**Source material**
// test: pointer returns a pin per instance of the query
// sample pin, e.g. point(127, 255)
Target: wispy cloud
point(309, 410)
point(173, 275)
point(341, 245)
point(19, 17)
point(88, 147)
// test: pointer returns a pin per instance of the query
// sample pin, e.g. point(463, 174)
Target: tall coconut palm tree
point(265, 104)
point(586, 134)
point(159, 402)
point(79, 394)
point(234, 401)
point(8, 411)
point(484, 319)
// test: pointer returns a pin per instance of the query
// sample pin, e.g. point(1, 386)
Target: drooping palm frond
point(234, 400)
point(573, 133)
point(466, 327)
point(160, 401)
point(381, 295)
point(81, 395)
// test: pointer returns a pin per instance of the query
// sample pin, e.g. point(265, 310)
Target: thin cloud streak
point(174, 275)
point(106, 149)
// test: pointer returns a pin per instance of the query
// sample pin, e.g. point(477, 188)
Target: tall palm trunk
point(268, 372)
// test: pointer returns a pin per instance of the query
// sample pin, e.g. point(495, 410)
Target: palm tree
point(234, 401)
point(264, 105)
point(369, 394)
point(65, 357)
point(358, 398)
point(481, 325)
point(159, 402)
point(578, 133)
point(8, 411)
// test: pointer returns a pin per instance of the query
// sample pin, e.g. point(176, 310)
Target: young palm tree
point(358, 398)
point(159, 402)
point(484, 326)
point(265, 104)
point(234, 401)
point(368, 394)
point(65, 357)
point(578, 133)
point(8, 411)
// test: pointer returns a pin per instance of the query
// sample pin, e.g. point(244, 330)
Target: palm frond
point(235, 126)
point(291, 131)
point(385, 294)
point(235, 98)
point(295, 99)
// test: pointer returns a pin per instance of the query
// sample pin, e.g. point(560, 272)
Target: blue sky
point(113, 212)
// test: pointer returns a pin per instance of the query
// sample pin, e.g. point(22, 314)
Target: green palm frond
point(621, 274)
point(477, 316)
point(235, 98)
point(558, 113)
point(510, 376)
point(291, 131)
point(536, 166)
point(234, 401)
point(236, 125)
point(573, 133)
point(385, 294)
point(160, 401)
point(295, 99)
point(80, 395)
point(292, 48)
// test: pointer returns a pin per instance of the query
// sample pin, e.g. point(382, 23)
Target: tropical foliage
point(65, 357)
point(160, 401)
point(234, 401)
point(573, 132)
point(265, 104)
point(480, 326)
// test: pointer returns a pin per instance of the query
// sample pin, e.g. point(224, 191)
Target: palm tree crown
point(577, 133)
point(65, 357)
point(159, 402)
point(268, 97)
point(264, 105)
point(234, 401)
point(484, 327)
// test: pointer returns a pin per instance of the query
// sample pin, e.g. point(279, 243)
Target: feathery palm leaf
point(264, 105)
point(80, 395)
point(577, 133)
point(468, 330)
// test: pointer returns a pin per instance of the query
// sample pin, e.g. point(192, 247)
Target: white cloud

**Instructions for the task**
In the listing above, locate the line containing "Target: young palm tree" and the line containing "e.g. point(22, 314)". Extract those two lines and every line between them, exactly as written, and only those.

**Result of the exercise**
Target: young palm tree
point(358, 398)
point(159, 402)
point(484, 326)
point(265, 104)
point(234, 401)
point(368, 394)
point(65, 357)
point(578, 133)
point(8, 411)
// test: pointer returns a pin per instance of the query
// sample pin, e.g. point(244, 330)
Target: palm frond
point(235, 126)
point(291, 131)
point(385, 294)
point(235, 98)
point(295, 99)
// test: pointer returns a pin per instance of the query
// sample pin, e.g. point(560, 272)
Target: blue sky
point(113, 212)
// test: pointer returns a pin per instance of the query
// sample pin, e.g. point(22, 314)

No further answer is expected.